§ GIVEN TASK A: How would you translate this sentence from the quadratic equations thread into Spanish: "More important than understanding the answer choices is that you yourself learn how to solve these problems."
§ GIVEN TASK B: In the entries, reproduce the lines starting at the line that has "the icy ground" and stopping after the line that has "x=227 y=277".

§ TEXT SEGMENT:
----------------------------------------

Question

Which of the following is a solution of x2 + 5x = -2?

Answer 1

i can help :D

Answer 2

it has to be a quadratic formula

Answer 3

solution i meant

Answer 4

no multiple choice?

Answer 5

kk

Answer 6

i have it

Answer 7

it'll be an image

Answer 8

k

Answer 9

first re-write the equation in 'standard' quadratic form:

\[ax ^{2}+bx+c=0\]

Answer 10

a=1 b=5 c=2

Answer 11

x^2-5x+2=0

Answer 12

ok - that's correct

Now this does not factorise. SO you need to solve by another method

Use the quadratic formula to get the two solutions to this equation:

\[x=\frac{ -b \pm \sqrt{b ^{2}-4ac} }{ 2a }\]

Answer 13

im trying to do the formula

Answer 14

BTW - you mis typed the equation
x^2+5x+2=0

Answer 15

i got it -5+-sqroot 27 over 2

Answer 16

correct?

Answer 17

Yes correct BUT
just be careful: the WHOLE thing is /2

(-5+- sqr(27))/2

Answer 18

oh ok, next problem

Answer 19

hold on

b^-4ac = 5^2 -4(1*2) = 25-8 = 17

Answer 20

wasn't that i put down

Answer 21

so may i do next problem

Answer 22

Solve 3x2 + 4x = 2.

Answer 23

i don't understand the choices they have

Answer 24

um, nvm, i sorta had a blank mind and the answer was right there

Answer 25

1) Please post each new problem separately.
2) More important than understanding the answer choices is that you yourself learn how to solve these problems.
3) The first step towards solving 3x2 + 4x = 2 is to move that 2 to the left side of this equation. To accomplish that, subtract 2 from both sides.
doing this puts your equation into the required standard form: y=ax^2+bx+c=0

Answer 26

oh ok thx

Answer 27

then you have several choices of approach: quadratic formula, factoring, graphing.

Answer 28

i did the quadratic formula, and the answer i got was -2+- 2sqrt 10 over 3

Answer 29

is that correct?

Answer 30

Now please check your answer by substituting it back into the original equation.

Answer 31

how do i do that

Answer 32

I'm sure you've done this kind of check before. Supposing that you started with the equation 3x2 + 4x = 2 and that you came up with the possible answer x=1. You'd substitute x=1 into this equation:

3(1)^2+4(1)=2. Is this equation true or false?

----------------------------------------

Data extracted from a collection
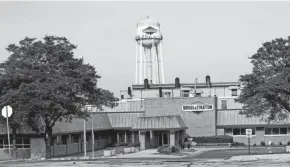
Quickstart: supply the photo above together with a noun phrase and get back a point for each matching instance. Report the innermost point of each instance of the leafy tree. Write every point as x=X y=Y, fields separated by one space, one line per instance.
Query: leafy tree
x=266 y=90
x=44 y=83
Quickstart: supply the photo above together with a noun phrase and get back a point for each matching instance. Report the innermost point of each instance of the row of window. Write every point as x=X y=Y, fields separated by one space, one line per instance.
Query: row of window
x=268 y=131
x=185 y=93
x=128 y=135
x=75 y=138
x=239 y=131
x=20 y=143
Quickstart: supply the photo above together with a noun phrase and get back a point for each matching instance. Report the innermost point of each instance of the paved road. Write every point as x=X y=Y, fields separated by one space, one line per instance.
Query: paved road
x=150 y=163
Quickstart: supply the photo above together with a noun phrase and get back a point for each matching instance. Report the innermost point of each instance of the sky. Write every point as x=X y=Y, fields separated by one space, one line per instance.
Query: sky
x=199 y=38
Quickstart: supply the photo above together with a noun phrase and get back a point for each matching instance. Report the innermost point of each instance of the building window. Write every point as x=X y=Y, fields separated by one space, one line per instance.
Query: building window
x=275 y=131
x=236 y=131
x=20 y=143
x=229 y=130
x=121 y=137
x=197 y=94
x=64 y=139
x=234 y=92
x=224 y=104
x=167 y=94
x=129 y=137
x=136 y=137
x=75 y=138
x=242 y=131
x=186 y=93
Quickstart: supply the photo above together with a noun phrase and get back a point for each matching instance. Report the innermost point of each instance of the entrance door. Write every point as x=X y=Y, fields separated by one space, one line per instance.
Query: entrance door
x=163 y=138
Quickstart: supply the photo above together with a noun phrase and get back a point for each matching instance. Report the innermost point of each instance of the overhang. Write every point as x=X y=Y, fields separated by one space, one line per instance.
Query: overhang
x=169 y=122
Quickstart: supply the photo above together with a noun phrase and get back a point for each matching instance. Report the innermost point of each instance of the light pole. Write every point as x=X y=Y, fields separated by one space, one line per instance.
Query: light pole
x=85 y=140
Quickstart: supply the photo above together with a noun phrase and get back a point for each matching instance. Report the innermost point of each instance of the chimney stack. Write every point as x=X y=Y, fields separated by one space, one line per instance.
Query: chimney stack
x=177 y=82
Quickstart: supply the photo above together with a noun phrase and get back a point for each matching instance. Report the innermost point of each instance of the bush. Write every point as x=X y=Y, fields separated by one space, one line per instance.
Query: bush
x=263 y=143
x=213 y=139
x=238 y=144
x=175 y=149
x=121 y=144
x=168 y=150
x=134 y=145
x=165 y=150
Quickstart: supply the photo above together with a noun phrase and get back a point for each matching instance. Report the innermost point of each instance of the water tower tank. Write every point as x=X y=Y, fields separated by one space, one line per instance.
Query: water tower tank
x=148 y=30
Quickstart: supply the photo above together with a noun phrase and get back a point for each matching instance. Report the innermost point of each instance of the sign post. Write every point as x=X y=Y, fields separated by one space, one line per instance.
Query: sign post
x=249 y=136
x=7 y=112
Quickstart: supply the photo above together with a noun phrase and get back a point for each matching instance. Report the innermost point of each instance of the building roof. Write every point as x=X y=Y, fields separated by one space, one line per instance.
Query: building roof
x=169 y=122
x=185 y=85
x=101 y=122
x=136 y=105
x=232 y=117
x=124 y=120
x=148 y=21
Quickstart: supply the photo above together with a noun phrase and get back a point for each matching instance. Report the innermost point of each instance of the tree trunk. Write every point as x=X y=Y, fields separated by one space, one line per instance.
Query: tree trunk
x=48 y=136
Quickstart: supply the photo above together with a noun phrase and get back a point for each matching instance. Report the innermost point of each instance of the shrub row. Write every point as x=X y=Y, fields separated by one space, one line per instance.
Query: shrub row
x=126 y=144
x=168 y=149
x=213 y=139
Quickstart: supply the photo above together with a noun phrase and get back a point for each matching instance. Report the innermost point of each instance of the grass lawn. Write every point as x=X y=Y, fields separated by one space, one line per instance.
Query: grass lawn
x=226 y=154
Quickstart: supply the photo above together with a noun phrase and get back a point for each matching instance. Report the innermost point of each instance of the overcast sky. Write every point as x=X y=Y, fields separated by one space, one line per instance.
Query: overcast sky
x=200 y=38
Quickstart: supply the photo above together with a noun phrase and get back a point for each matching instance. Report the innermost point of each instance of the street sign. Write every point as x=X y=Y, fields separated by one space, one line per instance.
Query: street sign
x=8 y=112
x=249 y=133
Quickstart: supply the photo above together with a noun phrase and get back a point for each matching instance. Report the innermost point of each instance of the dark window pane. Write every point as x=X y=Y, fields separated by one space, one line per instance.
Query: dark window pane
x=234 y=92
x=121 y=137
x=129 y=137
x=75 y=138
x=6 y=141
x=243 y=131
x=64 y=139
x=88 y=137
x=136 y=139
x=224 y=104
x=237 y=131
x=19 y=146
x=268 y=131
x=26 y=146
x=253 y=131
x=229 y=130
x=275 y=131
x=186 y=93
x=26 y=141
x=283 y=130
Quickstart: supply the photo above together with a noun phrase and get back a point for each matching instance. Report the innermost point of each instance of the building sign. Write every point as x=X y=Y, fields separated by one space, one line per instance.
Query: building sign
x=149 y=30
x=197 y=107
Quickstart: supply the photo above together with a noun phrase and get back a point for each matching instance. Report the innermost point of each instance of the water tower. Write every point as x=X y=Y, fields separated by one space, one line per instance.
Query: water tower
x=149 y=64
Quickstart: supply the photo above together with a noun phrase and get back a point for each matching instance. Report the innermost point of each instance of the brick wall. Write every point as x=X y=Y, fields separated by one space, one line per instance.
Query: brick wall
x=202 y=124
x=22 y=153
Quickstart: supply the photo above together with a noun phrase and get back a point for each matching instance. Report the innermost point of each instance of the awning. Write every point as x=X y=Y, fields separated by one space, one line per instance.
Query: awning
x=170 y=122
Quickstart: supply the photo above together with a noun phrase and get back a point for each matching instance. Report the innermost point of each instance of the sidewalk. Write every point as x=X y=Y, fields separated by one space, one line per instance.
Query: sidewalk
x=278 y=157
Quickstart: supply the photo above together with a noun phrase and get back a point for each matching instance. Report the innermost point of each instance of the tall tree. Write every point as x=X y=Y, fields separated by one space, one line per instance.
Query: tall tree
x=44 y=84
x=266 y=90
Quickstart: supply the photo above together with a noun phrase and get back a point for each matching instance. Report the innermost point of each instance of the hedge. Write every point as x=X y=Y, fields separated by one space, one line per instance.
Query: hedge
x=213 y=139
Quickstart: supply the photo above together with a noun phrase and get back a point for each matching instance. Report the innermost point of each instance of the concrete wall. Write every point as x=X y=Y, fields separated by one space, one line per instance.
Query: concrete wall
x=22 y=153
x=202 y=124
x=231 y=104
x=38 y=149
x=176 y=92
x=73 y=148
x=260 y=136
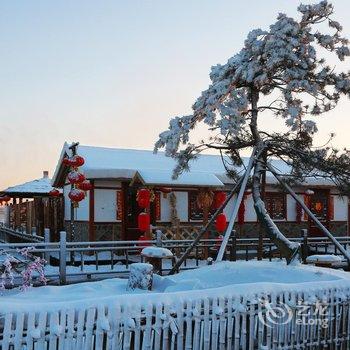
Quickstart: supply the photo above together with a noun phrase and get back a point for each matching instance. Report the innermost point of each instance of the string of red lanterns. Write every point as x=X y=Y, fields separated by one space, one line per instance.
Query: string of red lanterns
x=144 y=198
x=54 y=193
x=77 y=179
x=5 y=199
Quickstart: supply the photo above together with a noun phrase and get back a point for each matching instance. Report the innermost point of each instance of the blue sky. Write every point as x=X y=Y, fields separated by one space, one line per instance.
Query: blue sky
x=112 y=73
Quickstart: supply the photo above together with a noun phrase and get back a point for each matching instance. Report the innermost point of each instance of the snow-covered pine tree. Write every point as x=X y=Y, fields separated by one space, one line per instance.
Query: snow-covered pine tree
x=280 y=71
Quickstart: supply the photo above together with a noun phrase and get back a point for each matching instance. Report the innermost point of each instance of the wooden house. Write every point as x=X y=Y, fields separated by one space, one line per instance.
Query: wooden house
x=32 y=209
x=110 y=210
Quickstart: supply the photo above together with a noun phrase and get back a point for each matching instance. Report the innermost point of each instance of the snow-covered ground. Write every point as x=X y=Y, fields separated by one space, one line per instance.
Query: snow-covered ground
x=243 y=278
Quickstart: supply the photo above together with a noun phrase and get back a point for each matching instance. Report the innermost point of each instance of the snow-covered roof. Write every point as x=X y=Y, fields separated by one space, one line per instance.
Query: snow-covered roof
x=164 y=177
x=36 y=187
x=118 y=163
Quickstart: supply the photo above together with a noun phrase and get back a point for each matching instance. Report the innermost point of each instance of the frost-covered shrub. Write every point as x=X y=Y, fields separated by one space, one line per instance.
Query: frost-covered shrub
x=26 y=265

----------------------------------------

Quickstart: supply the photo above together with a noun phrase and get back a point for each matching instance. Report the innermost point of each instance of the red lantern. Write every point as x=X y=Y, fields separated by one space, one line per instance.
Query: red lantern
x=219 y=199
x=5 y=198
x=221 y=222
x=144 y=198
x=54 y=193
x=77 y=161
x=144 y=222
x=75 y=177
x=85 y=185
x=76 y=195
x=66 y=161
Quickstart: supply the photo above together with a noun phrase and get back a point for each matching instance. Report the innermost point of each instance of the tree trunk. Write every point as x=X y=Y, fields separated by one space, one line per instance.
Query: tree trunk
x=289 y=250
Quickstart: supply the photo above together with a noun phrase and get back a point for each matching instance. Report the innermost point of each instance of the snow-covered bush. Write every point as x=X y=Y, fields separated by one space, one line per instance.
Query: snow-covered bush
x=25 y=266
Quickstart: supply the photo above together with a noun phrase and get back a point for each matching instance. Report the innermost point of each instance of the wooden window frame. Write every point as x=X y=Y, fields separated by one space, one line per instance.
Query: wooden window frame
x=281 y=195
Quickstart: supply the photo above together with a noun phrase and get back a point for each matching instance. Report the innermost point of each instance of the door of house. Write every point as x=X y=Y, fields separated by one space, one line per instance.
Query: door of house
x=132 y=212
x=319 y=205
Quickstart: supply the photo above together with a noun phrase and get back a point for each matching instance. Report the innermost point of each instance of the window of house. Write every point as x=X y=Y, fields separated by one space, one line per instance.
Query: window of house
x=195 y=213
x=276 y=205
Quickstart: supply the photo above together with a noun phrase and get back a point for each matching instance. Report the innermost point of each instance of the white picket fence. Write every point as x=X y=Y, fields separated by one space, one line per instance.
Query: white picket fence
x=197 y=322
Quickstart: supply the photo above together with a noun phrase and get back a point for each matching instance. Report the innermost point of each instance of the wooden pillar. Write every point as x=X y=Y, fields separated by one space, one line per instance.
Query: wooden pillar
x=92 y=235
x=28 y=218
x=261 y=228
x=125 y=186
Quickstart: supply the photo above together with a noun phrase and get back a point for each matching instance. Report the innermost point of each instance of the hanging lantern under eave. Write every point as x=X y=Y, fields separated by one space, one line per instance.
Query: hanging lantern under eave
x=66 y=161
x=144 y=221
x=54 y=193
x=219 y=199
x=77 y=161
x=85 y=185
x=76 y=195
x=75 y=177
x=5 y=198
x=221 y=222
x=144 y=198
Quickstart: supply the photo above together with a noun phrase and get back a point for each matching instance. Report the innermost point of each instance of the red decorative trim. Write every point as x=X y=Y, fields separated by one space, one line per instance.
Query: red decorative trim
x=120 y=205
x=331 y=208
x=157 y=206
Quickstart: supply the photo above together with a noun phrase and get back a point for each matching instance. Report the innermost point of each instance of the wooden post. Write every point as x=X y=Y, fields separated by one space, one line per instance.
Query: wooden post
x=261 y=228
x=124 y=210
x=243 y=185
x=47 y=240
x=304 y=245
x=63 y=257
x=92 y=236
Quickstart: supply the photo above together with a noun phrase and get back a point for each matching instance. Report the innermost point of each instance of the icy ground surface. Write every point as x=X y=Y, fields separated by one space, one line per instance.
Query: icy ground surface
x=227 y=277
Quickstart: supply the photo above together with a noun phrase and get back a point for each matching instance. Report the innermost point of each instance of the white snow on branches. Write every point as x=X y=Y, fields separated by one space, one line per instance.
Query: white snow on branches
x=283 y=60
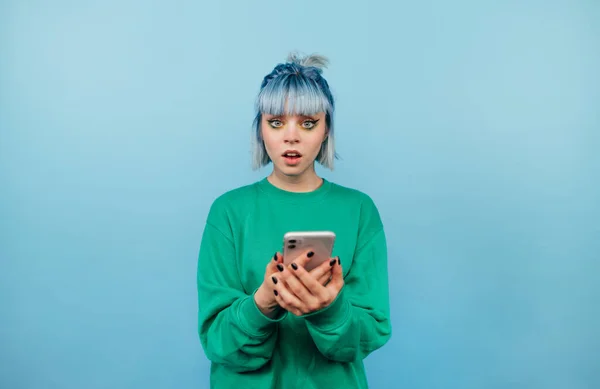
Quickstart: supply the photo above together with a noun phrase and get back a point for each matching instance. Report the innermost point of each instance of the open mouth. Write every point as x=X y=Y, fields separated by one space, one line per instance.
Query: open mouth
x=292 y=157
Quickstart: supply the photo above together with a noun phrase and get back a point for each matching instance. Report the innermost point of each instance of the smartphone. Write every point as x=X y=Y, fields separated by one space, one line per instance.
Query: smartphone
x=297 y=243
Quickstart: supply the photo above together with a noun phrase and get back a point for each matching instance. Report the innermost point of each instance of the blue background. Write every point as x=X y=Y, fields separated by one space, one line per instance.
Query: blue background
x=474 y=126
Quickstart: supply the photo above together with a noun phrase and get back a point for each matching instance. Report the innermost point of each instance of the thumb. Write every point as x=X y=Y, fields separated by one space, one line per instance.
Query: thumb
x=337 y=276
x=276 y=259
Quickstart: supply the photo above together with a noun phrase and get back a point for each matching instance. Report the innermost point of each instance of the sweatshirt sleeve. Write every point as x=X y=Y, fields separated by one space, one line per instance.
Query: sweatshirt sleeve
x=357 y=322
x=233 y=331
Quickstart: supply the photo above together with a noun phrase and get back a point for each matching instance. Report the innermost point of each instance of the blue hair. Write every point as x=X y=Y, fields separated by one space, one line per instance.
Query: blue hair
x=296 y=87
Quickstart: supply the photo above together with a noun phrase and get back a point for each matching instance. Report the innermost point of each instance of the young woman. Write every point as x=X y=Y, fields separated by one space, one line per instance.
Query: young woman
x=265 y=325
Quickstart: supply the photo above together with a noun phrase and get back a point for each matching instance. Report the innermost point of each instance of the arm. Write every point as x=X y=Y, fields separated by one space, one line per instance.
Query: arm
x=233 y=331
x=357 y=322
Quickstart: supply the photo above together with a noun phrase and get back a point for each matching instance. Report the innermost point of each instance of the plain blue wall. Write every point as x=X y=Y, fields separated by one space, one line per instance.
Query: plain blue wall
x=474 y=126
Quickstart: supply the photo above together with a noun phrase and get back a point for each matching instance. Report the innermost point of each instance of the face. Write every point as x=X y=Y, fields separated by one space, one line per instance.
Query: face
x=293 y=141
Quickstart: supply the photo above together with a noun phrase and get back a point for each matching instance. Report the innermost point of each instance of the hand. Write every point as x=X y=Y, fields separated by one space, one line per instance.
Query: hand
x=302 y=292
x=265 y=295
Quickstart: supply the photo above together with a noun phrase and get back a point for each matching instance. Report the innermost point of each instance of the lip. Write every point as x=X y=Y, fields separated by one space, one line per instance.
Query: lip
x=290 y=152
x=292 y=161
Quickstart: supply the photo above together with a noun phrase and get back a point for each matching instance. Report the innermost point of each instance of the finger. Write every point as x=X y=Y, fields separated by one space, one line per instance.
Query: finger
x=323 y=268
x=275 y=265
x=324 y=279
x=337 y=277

----------------------------------------

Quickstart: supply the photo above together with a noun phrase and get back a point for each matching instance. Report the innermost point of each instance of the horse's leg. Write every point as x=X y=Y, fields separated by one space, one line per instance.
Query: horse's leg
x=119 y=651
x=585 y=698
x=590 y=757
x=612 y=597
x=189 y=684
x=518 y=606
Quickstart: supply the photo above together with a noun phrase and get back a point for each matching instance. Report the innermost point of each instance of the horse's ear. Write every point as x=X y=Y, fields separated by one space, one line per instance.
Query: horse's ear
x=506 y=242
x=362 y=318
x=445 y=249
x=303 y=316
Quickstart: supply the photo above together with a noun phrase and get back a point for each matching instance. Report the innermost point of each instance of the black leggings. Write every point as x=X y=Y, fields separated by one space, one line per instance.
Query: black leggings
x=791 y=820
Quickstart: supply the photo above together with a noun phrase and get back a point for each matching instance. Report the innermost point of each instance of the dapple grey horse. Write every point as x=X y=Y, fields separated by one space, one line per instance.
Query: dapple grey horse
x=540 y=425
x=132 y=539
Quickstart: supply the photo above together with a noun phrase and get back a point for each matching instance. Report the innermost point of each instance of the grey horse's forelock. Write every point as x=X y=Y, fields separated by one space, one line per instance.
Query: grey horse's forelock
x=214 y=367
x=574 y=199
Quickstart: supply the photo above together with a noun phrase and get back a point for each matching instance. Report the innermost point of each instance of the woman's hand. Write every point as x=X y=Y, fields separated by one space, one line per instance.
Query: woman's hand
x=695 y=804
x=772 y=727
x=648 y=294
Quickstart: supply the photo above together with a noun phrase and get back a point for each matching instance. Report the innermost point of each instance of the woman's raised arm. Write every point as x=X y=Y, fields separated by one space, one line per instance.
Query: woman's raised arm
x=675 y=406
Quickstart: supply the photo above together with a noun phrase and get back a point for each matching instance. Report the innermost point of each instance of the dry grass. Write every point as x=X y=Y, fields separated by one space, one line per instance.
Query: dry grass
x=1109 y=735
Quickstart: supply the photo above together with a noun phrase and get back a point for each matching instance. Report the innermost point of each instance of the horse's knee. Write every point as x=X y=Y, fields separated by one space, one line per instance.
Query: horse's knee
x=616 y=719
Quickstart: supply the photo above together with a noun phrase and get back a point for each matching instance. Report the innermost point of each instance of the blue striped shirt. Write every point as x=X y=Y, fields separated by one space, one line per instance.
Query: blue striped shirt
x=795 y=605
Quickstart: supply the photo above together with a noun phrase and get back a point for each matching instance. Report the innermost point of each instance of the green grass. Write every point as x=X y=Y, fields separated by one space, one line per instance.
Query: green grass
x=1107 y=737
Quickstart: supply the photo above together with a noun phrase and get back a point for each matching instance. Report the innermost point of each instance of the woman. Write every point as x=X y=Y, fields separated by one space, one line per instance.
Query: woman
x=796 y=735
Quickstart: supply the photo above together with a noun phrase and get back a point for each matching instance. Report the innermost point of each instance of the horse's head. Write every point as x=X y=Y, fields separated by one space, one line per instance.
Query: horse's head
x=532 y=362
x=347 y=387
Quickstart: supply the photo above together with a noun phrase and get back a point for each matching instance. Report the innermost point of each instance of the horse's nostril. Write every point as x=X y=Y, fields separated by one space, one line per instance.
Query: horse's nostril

----------------------------------------

§ WORKED ANSWER A: Más importante que entender las opciones de respuesta es que tú mismo aprendas a resolver estos problemas.

§ WORKED ANSWER B:
Quickstart: supply the photo above together with a noun phrase and get back a point for each matching instance. Report the innermost point of each instance of the icy ground surface. Write every point as x=X y=Y, fields separated by one space, one line per instance.
Query: icy ground surface
x=227 y=277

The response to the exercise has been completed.